■ Задание:
Ответьте по отрывку о Махно:
1. С чем Троцкий сравнил махновщину?
2. Когда Махно перебрался через Днестр в Румынию?
3. Кем Махно время от времени работал во Франции?

■ Избранный отрывок:
********

И белые и красные вожди совершенно одинаково относились к повстанцам.

«Действия повстанческих отрядов, - писал Деникин, - вносили подчас весьма серьезные осложнения в стратегию всех борющихся сторон, ослабляя попеременно то одну, то другую, внося хаос в тылу и отвлекая войска с фронта. Объективно повстанчество являлось фактором положительным для нас на территории, занятой врагом, и тотчас становилось ярко отрицательным, когда территория попадала в наши руки. Поэтому с повстанчеством (на Украине) вели борьбу все три режима - петлюровский, советский и добровольческий. Даже факты добровольного перехода к нам некоторых повстанческих банд являлись только тяжелой обузой, дискредитируя власть и армию».

Ту же мысль высказал Троцкий в одной из своих речей периода гражданской войны:

«Добровольцы Махно, разумеется, представляют опасность для Деникина, поскольку на Украине господствует Деникин… Но завтра, после освобождения Украины, махновцы станут смертельной опасностью для рабочего-крестьянского государства. Махновщина… есть национальный украинский нарыв, и он должен быть разрезан раз и навсегда».

Вопрос о том, чтобы окончательно «разрезать этот нарыв», встал перед красным командованием в ноябре 1920 года после конца гражданской войны. Все внимание коммунистов сосредоточилось тогда на обширном районе, центром которого была крошечная точка прежде никому неизвестного Гуляй-Поля. Махно стал объектом охоты в государственном масштабе. Окруженный многотысячными красными войсками, много раз раненный, с простреленной шеей ниже затылка, с правой щекой, пробитой пулей, он защищался с горстью соратников, которым противник грозил виселицей, как затравленный зверь и продолжал упорно отбиваться от наседавшего врага. Пройдя с непрерывными боями многие сотни километров от Гуляй-Поля до румынской границы, прорывая то тут, то там неприятельские линии, Махно в конце августа 1921 года перебрался через Днестр в Румынию. Оттуда он попал в Польшу и после многих злоключений переехал из Польши в Париж.

В итоге этот странный человек с замашками отъявленного бандита оказался русским политическим эмигрантом во Франции рядом с Буниным, Мережковским, Алдановым, Бердяевым, Дягилевым, Милюковым, Керенским, Мельгуновым, Деникиным и многими другими, которым в принципе он готов был перерезать горло.

Выброшенный из привычной ему стихии разгула, пьянства, самоуправства и постоянной опасности, полуграмотный Махно очутился во Франции без денег, не зная языка. Время от времени он работал маляром; с помощью анархистов хотел написать и издать воспоминания, чтобы обелить себя и придать «идейный характер»своему движению. На этой почве перессорился со своими литературными сотрудниками. Одинокий, тщеславный, озлобленный на всех и вся, он умер под Парижем в 1935 году от туберкулеза легких. Три тетради его незаконченных воспоминаний вышли уже после его смерти в литературной обработке Волина (Эйхенбаума).

********

■ Данные для изучения:

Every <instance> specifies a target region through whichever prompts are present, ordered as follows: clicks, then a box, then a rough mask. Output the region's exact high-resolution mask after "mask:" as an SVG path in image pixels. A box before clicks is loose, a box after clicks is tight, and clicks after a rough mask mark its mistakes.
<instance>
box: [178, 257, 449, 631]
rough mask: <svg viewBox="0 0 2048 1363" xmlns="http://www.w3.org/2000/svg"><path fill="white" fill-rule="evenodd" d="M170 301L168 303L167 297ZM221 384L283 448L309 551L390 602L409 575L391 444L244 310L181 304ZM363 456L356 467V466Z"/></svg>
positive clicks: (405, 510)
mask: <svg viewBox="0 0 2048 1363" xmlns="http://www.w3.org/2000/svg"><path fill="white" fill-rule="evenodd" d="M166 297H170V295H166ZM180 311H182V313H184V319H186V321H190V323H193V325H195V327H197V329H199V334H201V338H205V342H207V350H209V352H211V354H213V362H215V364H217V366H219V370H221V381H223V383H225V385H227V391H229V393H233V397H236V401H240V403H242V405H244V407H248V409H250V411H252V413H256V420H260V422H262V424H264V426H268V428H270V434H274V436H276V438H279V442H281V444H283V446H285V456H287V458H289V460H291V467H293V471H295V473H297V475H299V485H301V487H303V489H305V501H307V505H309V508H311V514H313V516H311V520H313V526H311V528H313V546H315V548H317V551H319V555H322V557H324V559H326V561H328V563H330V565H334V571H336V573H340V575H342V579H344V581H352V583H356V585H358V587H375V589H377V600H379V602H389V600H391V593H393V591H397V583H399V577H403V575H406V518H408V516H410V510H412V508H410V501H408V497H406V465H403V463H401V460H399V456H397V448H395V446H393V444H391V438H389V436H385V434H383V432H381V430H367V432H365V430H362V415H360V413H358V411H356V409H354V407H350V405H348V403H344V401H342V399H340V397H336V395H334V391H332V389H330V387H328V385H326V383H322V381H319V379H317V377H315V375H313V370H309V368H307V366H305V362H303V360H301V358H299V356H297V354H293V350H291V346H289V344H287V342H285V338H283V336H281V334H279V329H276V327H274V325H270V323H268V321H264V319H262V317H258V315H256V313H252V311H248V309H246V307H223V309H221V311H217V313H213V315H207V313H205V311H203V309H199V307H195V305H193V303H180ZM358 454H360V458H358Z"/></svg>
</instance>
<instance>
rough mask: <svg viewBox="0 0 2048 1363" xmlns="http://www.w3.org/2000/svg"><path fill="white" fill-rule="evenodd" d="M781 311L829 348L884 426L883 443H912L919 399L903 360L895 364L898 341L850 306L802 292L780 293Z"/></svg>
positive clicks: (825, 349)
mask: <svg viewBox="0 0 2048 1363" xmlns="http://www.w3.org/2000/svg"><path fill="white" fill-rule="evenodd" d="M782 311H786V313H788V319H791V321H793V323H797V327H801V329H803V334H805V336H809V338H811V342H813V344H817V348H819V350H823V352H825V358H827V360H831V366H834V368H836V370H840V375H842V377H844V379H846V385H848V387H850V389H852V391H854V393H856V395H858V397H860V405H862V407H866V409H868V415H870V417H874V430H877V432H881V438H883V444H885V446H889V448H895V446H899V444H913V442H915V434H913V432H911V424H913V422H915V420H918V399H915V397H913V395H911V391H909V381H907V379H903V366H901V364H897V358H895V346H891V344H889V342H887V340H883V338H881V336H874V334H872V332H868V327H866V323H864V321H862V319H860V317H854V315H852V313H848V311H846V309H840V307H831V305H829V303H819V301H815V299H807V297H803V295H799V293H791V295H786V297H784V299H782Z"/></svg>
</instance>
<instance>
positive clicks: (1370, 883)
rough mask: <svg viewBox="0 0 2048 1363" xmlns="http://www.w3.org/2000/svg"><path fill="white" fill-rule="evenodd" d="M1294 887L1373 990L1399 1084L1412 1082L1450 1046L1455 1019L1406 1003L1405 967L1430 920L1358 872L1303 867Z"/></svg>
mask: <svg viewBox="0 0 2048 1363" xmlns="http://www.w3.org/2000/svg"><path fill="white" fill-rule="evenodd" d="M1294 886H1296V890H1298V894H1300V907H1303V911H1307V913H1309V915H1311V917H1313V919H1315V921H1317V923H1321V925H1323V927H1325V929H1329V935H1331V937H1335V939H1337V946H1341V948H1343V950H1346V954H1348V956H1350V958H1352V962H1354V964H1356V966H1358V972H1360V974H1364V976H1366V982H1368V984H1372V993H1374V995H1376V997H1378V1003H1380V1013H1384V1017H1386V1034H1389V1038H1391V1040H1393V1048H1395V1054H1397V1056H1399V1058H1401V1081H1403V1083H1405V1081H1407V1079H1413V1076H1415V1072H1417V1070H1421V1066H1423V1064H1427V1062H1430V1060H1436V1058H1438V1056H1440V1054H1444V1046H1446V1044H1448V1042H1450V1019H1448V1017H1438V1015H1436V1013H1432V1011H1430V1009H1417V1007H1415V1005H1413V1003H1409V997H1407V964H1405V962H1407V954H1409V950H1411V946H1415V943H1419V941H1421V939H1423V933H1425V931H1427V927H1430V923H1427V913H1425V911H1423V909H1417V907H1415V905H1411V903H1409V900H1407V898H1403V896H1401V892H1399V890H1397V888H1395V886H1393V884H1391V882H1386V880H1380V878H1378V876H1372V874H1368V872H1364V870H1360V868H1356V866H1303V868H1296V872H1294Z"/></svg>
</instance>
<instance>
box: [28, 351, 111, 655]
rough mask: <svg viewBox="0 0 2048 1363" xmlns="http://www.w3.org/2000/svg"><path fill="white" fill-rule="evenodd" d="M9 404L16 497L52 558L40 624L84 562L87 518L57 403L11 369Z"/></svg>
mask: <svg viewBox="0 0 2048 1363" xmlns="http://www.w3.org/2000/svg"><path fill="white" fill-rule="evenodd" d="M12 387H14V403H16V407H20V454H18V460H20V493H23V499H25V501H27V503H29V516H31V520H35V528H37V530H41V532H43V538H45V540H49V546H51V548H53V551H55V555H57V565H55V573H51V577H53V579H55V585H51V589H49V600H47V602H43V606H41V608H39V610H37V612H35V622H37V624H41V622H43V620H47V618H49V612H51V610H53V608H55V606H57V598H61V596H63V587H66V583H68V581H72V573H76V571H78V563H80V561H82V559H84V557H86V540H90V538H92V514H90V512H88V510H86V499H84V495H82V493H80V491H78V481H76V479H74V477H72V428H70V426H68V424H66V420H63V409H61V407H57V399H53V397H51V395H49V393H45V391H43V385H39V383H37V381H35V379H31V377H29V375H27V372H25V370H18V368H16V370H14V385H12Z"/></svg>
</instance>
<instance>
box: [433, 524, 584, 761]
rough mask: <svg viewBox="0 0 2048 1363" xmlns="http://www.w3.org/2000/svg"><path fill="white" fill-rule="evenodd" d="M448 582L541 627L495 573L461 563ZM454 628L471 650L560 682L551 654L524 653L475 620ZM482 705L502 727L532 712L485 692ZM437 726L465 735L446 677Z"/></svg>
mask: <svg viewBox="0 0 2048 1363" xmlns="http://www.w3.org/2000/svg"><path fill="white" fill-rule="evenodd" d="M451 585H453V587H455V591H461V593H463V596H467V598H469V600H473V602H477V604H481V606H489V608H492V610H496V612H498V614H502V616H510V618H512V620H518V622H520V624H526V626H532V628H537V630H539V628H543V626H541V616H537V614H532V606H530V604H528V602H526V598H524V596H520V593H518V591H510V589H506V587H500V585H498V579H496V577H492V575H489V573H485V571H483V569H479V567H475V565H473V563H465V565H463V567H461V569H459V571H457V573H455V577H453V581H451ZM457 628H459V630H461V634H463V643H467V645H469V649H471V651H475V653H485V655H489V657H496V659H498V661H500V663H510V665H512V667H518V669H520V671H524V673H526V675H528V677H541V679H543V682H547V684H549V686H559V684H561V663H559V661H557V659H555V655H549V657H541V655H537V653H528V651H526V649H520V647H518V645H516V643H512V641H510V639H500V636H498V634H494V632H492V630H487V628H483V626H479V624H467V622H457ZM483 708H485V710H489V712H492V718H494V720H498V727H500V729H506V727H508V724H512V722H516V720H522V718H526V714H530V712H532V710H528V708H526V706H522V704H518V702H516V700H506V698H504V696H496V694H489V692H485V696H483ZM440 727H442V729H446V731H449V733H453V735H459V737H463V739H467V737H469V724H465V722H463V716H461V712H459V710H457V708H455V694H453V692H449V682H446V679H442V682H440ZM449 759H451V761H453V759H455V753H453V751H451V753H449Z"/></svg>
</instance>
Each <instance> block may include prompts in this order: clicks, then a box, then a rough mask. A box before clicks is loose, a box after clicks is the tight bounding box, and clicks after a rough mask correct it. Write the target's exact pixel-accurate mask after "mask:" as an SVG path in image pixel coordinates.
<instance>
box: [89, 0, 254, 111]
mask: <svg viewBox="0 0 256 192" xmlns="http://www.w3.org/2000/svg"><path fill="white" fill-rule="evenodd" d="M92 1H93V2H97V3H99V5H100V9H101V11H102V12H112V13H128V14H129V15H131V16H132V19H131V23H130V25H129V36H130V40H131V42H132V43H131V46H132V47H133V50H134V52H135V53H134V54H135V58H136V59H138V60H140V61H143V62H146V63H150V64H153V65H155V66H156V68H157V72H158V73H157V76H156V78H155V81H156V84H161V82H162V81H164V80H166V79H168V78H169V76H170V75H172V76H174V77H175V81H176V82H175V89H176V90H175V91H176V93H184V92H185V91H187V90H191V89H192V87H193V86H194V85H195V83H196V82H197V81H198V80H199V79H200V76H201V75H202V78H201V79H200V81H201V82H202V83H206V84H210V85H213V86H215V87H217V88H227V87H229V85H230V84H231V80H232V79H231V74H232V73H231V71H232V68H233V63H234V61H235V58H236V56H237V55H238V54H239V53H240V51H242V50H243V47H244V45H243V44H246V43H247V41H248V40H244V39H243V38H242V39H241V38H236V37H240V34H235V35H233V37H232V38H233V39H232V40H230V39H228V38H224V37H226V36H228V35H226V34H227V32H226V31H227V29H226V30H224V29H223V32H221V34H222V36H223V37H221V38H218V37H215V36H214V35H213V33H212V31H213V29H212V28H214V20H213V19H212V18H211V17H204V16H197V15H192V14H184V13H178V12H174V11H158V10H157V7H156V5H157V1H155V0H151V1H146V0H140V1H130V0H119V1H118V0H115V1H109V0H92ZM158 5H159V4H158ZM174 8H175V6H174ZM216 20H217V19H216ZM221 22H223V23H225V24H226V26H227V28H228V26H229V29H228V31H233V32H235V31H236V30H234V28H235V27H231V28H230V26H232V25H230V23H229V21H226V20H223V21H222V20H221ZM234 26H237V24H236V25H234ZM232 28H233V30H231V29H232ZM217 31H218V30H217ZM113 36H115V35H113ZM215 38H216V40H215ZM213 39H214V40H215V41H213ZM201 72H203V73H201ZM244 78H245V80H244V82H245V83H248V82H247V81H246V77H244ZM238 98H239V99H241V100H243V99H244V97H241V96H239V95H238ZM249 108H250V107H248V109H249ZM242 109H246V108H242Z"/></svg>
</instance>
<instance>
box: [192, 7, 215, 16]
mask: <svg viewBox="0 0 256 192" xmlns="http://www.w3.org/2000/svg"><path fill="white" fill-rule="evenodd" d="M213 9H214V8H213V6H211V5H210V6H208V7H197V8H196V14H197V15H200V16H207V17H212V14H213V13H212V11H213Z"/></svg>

********

■ Ответ на задание:
1. С национальным украинским нарывом, который должен быть разрезан раз и навсегда.
2. В конце августа 1921 года.
3. Маляром.